1X Technologies has revealed the full details of its NEO Factory in Hayward, California — a 58,000-square-foot facility already in production and designed to serve as the industrial core of the company's humanoid robot business. According to the company, a second site in San Carlos will bring combined annual output to 100,000 units before the end of 2027.

A Factory Built in Three Months

According to 1X's official manufacturing update, the Hayward plant became operational within three months of its decision to build. Current capacity stands at 10,000 units per year — a figure the company says is already sold out, with its initial preorder allocation reportedly clearing in five days.

The planned San Carlos facility will expand that capacity fourfold, putting 1X on track for its stated target of 100,000 humanoids annually by end of 2027.

The Vertical Integration Bet

CEO Bernt Børnich framed the strategy plainly: "Production makes prototypes look easy. So we built the machine that builds the machines."

At Hayward, 1X controls nearly the entire manufacturing stack. The Revo2 motor is wound and fabricated entirely on-site from raw copper spools and steel. The company states that over 17,000 of these motors have been produced. Parallel production lines handle 22-degree-of-freedom hands, including polymer molding for the robot's outer layer and integration of a tactile sensing array.

This approach deliberately insulates 1X from external supply chain disruptions and allows tighter cost control. It is a strategy shared in some respects by Tesla with Tesla Optimus, though the two companies differ in target markets, robot architecture, and scale of investment.

NEO Cortex: On-Board AI with NVIDIA Jetson Thor

The NEO's central processing unit — branded NEO Cortex — is built around the NVIDIA Jetson Thor SoC. This allows the robot to run perception, safety functions, and AI reasoning locally, without relying on cloud connectivity during operation. The sensor suite includes dual 8.85 MP stereo fisheye cameras operating at 90 Hz and beam-forming microphones for directional audio.

The hardware platform runs 1X's proprietary "1X World Models" — responsible for motion planning and environment interaction.

Robots on the Factory Floor

A portion of NEO units already produced are now working inside the Hayward plant itself, handling internal logistics and stocking assembly stations. The arrangement provides real-world training data while demonstrating operational use before consumer delivery. The approach draws a comparison with rival Figure AI, which recently announced a throughput milestone of one robot per hour. Both companies are converging on a "robots building robots" model — though with distinct hardware philosophies and AI architectures.

**WHAT TO DO**
**A.** According to the 1X factory article, how many Revo2 motors has the company produced?
**B.** Go on with the 1X factory article from the point where it stops.
The data has no connection to the 1X factory article.

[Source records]

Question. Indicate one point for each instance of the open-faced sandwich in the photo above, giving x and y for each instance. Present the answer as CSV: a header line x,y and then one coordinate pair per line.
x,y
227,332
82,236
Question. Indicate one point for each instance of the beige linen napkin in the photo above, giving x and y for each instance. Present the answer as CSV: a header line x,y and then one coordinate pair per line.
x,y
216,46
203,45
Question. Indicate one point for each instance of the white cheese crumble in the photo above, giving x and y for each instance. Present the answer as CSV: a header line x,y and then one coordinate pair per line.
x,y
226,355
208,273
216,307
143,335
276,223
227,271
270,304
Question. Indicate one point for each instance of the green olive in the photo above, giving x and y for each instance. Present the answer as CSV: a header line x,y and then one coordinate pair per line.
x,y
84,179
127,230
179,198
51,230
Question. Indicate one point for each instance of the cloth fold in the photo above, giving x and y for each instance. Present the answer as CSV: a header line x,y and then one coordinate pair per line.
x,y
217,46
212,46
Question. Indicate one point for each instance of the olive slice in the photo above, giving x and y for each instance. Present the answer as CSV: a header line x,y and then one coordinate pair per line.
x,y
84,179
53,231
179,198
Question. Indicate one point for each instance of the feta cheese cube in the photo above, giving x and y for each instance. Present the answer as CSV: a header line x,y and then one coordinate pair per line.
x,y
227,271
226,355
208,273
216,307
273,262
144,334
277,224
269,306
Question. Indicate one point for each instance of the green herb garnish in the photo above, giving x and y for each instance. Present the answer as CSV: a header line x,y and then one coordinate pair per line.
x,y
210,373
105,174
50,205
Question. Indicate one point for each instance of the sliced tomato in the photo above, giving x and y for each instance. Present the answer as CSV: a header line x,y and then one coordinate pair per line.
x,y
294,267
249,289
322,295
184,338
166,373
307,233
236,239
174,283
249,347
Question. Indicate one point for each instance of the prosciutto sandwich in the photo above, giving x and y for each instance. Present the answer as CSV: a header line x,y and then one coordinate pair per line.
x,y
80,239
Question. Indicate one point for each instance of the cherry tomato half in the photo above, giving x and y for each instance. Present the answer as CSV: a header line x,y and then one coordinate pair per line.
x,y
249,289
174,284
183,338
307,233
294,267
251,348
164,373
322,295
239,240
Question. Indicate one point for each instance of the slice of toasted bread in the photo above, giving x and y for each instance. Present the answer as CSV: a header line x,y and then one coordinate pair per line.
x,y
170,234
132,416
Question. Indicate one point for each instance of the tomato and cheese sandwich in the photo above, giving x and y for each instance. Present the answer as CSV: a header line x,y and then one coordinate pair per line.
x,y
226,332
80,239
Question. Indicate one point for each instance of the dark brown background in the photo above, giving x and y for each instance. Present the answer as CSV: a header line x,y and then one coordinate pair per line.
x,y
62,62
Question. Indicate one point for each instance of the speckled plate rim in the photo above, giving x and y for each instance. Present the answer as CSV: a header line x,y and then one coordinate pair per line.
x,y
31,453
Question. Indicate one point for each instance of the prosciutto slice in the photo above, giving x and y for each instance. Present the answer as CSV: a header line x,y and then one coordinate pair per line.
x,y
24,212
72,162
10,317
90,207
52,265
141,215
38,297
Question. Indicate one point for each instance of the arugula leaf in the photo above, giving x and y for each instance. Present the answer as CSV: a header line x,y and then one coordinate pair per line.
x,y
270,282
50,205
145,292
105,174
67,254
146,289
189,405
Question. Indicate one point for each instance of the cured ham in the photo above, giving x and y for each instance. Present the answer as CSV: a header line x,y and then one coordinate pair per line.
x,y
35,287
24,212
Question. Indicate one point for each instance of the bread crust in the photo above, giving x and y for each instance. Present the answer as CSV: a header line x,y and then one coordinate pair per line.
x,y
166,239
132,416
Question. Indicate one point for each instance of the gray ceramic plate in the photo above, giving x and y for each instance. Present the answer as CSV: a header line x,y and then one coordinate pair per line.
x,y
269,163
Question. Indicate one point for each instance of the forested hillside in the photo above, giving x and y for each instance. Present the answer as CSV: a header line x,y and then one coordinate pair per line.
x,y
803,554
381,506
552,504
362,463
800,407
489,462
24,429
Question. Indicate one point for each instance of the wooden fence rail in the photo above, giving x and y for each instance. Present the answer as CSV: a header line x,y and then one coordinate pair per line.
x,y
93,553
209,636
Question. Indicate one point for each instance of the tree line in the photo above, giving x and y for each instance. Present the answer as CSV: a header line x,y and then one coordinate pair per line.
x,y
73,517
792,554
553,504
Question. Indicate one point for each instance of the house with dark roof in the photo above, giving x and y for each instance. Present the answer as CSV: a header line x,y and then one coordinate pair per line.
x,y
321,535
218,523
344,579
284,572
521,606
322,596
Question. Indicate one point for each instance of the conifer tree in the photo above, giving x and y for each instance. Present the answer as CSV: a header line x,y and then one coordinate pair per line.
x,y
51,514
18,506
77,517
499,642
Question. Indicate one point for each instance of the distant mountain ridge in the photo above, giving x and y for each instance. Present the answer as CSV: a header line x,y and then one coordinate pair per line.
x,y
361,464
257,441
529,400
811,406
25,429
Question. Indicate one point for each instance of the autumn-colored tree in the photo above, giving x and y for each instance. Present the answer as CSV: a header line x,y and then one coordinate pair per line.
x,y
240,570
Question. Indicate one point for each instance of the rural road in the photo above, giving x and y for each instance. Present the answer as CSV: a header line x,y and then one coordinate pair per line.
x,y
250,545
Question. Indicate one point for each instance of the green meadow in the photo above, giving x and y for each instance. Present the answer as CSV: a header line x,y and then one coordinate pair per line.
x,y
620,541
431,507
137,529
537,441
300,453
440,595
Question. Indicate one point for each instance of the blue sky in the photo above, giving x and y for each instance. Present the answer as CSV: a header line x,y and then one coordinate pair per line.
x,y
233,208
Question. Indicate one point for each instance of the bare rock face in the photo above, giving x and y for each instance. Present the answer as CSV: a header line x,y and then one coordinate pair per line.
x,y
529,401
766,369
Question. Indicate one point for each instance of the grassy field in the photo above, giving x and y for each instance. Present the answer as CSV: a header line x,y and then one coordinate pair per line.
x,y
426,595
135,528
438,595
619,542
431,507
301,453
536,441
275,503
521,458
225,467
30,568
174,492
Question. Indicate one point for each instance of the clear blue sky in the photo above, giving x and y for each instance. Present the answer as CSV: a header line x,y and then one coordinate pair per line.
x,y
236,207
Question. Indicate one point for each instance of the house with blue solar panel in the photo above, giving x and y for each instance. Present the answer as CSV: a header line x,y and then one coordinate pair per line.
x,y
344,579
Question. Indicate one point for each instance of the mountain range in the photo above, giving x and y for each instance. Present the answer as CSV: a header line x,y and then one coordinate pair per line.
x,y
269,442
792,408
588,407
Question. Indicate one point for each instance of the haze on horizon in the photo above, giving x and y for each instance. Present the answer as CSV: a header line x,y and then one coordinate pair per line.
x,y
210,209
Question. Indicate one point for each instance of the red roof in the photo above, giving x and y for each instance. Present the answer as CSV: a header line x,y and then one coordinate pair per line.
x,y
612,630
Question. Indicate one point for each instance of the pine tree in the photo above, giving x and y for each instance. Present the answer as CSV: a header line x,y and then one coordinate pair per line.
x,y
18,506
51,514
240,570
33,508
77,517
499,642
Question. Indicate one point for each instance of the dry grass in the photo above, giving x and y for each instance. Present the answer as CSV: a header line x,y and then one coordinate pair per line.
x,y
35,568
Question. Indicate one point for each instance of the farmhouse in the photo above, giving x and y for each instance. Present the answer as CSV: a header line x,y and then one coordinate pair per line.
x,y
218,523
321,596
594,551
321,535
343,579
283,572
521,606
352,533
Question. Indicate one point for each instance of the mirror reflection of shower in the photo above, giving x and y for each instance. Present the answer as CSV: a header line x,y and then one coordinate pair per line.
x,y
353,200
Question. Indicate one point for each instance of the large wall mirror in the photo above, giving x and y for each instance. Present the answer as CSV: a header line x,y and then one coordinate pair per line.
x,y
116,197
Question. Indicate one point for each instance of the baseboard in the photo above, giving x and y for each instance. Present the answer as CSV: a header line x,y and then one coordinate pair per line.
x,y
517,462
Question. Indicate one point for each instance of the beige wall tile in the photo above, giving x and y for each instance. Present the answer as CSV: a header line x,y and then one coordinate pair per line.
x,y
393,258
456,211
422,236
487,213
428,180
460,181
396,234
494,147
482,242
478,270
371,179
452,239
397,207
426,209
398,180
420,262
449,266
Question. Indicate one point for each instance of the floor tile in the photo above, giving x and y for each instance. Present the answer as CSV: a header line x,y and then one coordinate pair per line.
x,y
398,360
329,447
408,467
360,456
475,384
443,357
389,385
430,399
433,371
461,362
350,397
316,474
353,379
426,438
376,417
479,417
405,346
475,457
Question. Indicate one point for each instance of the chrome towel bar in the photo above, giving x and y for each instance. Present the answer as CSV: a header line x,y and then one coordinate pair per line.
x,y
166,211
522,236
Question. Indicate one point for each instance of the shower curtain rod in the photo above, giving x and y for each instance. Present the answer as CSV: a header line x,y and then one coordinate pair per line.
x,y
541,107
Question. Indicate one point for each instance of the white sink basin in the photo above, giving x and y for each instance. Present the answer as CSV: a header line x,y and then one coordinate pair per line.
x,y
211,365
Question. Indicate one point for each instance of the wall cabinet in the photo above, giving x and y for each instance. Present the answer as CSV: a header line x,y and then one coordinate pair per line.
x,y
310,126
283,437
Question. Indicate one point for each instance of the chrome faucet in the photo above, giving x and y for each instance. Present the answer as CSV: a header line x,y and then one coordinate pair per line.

---

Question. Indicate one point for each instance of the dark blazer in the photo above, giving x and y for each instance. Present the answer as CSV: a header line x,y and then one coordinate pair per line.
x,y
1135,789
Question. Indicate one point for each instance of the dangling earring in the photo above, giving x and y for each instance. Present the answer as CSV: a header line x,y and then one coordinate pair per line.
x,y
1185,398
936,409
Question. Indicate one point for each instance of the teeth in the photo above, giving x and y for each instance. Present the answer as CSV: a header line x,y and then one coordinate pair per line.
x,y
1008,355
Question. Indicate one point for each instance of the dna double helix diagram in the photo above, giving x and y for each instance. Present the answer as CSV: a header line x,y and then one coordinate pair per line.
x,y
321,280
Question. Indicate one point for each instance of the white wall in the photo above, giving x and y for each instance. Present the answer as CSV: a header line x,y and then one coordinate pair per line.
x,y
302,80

**RESPONSES IN ORDER**
**A.** Over 17,000.

**B.**
Consumer deliveries remain scheduled for 2026, but 1X has confirmed that current production output is going to an internal employee home-testing program. This phase is intended to surface edge cases in domestic environments before the product reaches paying customers.

Why This Matters

The Hayward factory represents one of the clearest examples yet of a consumer humanoid company — not an industrial robotics firm — building manufacturing infrastructure at four-digit annual scale. The segment has historically been dominated by prototypes, demos, and ambiguous production timelines. Industrial players like ABB Robotics set the benchmark. Consumer humanoids are now attempting to match it.

1X's vertical integration strategy, combined with a retail price point of $20,000 per unit, signals a bet that controlling the manufacturing stack will allow viable margins without dependence on component suppliers. The decision to prioritize internal testing before customer fulfillment suggests the company is aware of the significant gap between factory environments and real domestic conditions.

The 100,000-unit target for 2027 remains a declared goal, not a confirmed roadmap milestone. Its credibility will be tested once consumer shipments begin in 2026.

What's Next?

Consumer deliveries expected in 2026 — pending completion of the internal home-testing phase. San Carlos facility opening will be a key milestone toward the 100,000-unit annual target. Ongoing development of the 1X World Model integrated with the NEO Cortex platform.